Written request — Find each line in the listing below that contains the word "speckled" and copy those lines.

Task inputs —
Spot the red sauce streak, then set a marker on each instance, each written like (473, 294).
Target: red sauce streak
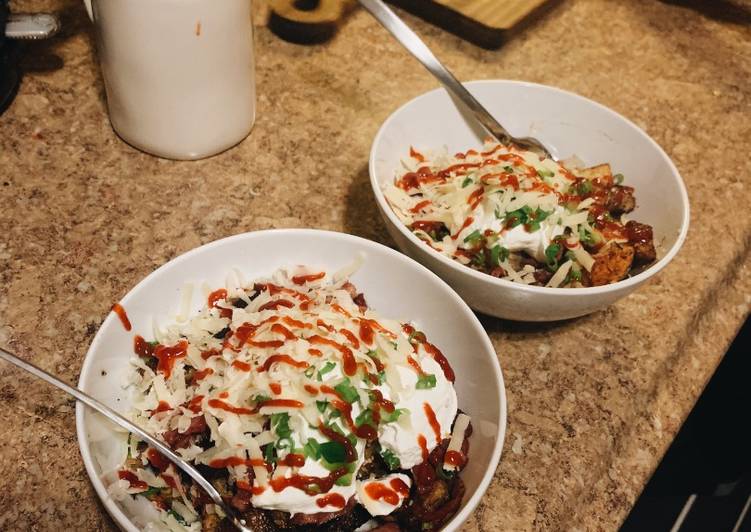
(282, 359)
(275, 304)
(302, 279)
(332, 499)
(281, 329)
(366, 332)
(210, 353)
(221, 405)
(349, 364)
(169, 355)
(195, 404)
(310, 485)
(198, 375)
(349, 451)
(349, 335)
(423, 443)
(142, 348)
(466, 224)
(475, 198)
(340, 310)
(448, 372)
(419, 157)
(454, 458)
(293, 460)
(157, 459)
(162, 407)
(415, 365)
(399, 486)
(433, 421)
(241, 366)
(420, 206)
(381, 492)
(118, 309)
(132, 479)
(296, 323)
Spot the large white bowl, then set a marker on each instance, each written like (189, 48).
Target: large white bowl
(570, 125)
(393, 284)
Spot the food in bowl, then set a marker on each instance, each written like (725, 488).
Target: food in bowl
(515, 215)
(305, 409)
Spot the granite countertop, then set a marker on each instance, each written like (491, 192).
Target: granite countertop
(593, 403)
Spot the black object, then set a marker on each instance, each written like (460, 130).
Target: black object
(9, 71)
(708, 466)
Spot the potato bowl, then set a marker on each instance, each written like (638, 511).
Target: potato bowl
(569, 125)
(393, 284)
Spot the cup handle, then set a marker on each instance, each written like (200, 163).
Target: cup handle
(87, 3)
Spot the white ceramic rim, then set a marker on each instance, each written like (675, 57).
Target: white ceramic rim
(124, 522)
(483, 277)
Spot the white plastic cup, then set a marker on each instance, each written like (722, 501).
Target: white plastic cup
(179, 74)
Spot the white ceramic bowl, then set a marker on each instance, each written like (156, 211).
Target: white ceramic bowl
(570, 125)
(393, 284)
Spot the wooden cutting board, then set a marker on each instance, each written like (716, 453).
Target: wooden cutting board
(487, 23)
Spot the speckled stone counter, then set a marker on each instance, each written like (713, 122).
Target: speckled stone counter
(593, 402)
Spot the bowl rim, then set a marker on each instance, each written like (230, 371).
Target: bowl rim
(124, 522)
(483, 277)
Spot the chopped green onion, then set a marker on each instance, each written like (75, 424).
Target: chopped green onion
(474, 237)
(346, 391)
(425, 381)
(391, 460)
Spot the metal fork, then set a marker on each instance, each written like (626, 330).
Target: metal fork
(135, 429)
(410, 40)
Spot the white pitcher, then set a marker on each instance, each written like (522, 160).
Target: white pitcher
(179, 74)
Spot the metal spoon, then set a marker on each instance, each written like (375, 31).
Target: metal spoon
(118, 419)
(422, 53)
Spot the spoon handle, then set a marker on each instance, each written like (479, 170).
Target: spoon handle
(422, 53)
(135, 429)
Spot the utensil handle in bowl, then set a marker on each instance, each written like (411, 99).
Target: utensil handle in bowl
(410, 40)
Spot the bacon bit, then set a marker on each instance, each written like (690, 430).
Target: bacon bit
(282, 359)
(194, 405)
(275, 304)
(281, 329)
(132, 479)
(118, 309)
(302, 279)
(475, 198)
(241, 366)
(199, 375)
(466, 224)
(349, 335)
(419, 157)
(420, 206)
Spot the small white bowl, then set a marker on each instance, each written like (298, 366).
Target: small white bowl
(570, 125)
(393, 284)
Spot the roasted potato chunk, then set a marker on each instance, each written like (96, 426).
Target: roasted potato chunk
(612, 264)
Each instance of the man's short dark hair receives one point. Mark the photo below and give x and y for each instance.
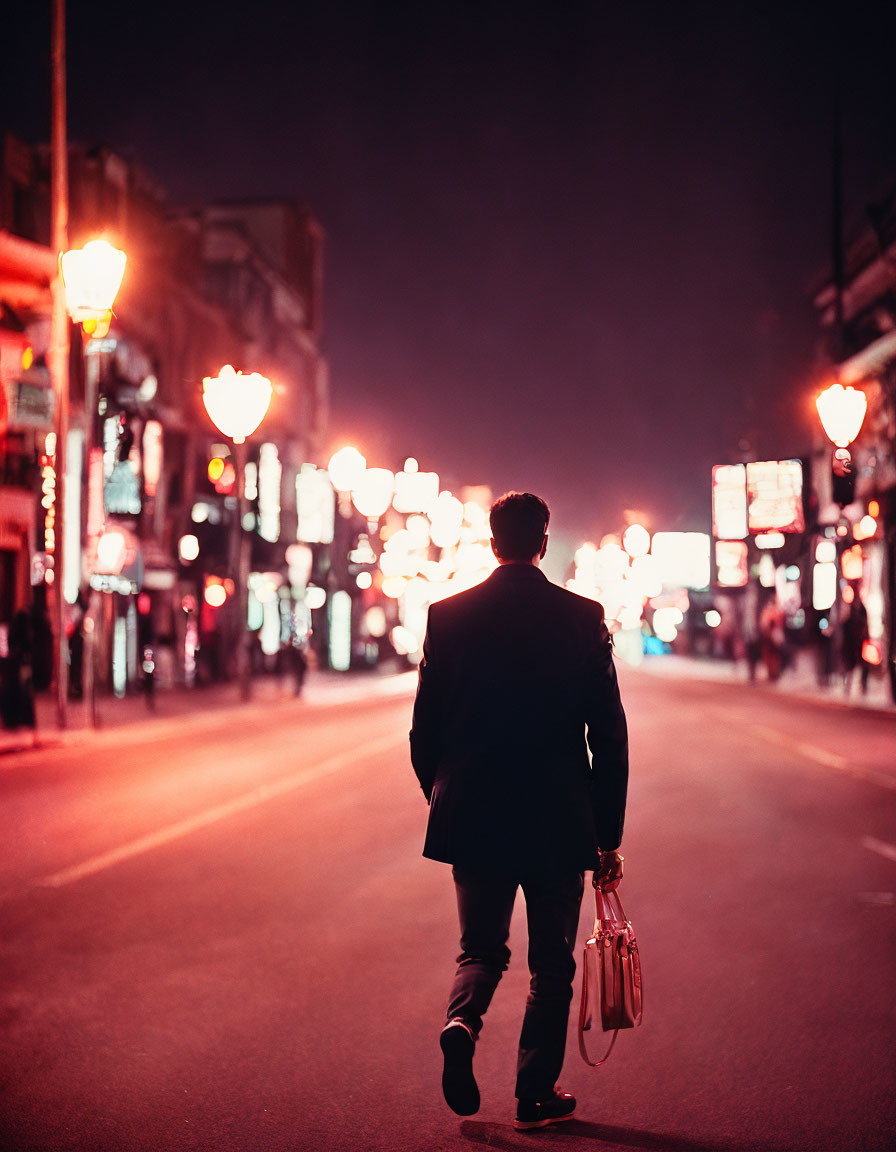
(518, 524)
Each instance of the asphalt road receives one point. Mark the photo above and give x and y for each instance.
(218, 933)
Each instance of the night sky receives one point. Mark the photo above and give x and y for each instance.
(570, 248)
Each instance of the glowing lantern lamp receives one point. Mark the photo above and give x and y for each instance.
(636, 539)
(346, 469)
(842, 411)
(236, 402)
(373, 492)
(92, 275)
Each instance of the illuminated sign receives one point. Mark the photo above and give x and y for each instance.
(415, 491)
(774, 497)
(316, 506)
(270, 471)
(729, 501)
(682, 559)
(730, 563)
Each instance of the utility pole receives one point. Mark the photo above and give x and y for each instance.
(60, 342)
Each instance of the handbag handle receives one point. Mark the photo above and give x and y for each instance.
(609, 902)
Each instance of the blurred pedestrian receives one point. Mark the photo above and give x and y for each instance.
(514, 673)
(853, 635)
(19, 686)
(772, 637)
(296, 657)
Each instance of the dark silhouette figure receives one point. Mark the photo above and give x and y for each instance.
(514, 673)
(855, 631)
(19, 686)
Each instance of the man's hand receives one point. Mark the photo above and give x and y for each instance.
(609, 873)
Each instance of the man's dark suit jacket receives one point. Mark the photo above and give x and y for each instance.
(515, 671)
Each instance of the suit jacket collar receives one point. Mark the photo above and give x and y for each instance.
(517, 573)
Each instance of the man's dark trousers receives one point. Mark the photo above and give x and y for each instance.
(485, 902)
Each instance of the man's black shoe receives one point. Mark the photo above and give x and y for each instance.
(541, 1113)
(458, 1083)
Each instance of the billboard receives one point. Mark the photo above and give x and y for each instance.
(729, 501)
(774, 497)
(731, 563)
(682, 559)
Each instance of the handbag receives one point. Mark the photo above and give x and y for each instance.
(610, 975)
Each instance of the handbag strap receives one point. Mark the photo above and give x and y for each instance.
(602, 901)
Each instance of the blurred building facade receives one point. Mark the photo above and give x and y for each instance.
(230, 283)
(858, 323)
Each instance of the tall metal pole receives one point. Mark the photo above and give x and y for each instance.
(836, 224)
(60, 341)
(243, 547)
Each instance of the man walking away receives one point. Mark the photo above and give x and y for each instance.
(515, 673)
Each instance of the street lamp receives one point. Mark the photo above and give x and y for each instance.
(90, 279)
(842, 411)
(236, 404)
(92, 275)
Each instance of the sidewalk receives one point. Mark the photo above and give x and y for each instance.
(323, 688)
(798, 681)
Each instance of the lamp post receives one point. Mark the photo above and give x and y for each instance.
(91, 277)
(842, 411)
(236, 404)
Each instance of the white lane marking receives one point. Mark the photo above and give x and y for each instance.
(880, 847)
(259, 795)
(824, 757)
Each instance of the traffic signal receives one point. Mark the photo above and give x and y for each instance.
(222, 475)
(843, 477)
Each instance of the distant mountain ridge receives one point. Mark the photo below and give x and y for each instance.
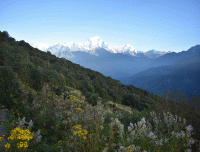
(96, 43)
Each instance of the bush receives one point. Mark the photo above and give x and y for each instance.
(8, 87)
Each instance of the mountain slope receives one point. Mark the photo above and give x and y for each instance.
(33, 68)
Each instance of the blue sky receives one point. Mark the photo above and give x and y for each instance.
(145, 24)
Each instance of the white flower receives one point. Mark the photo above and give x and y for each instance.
(129, 128)
(132, 133)
(189, 128)
(143, 120)
(178, 135)
(30, 124)
(182, 133)
(131, 125)
(151, 135)
(192, 141)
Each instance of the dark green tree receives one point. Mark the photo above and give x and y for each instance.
(8, 87)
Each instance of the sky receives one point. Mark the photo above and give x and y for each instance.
(162, 25)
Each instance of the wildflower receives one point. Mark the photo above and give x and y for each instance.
(7, 145)
(189, 128)
(131, 125)
(129, 128)
(101, 127)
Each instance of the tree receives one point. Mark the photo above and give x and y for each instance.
(132, 100)
(8, 87)
(92, 98)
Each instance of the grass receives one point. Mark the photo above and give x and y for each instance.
(60, 124)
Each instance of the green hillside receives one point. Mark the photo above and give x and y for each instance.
(33, 84)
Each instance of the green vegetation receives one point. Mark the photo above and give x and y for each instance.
(71, 108)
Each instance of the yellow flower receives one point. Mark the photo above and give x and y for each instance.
(60, 142)
(7, 145)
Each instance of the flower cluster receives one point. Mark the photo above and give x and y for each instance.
(20, 134)
(72, 97)
(79, 109)
(80, 132)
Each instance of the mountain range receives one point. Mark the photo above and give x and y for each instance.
(154, 71)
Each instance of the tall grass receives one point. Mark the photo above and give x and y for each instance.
(73, 125)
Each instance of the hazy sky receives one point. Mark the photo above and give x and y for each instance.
(145, 24)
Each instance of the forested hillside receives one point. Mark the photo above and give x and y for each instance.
(24, 64)
(49, 91)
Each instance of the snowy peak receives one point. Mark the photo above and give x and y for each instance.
(96, 42)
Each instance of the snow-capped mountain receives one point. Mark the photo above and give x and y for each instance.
(96, 42)
(155, 54)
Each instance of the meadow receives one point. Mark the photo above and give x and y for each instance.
(59, 123)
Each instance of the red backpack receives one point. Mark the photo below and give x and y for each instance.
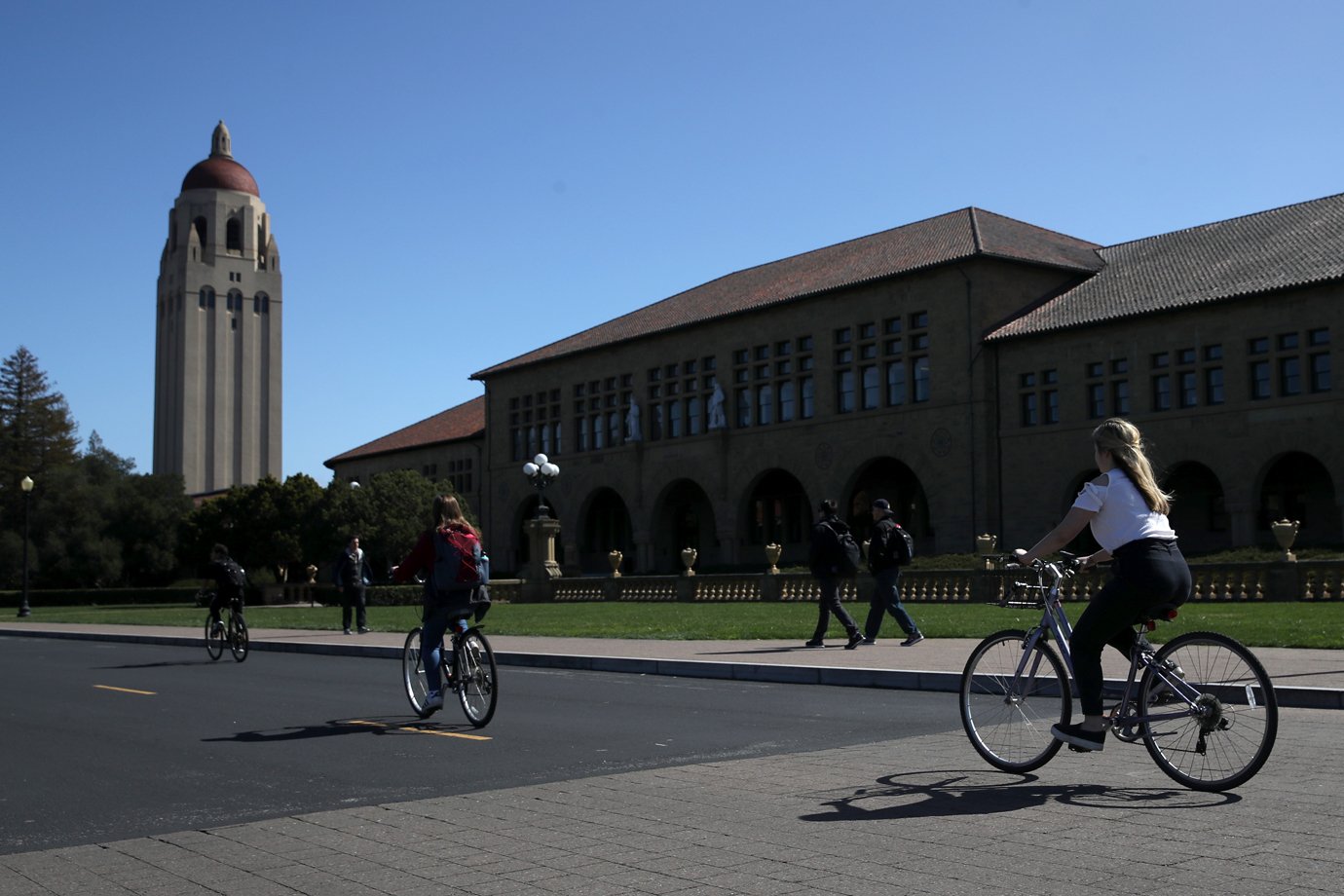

Exercise response —
Spot the speckled stone counter, then set a marker on each instance, each written like (713, 122).
Target: speckled stone counter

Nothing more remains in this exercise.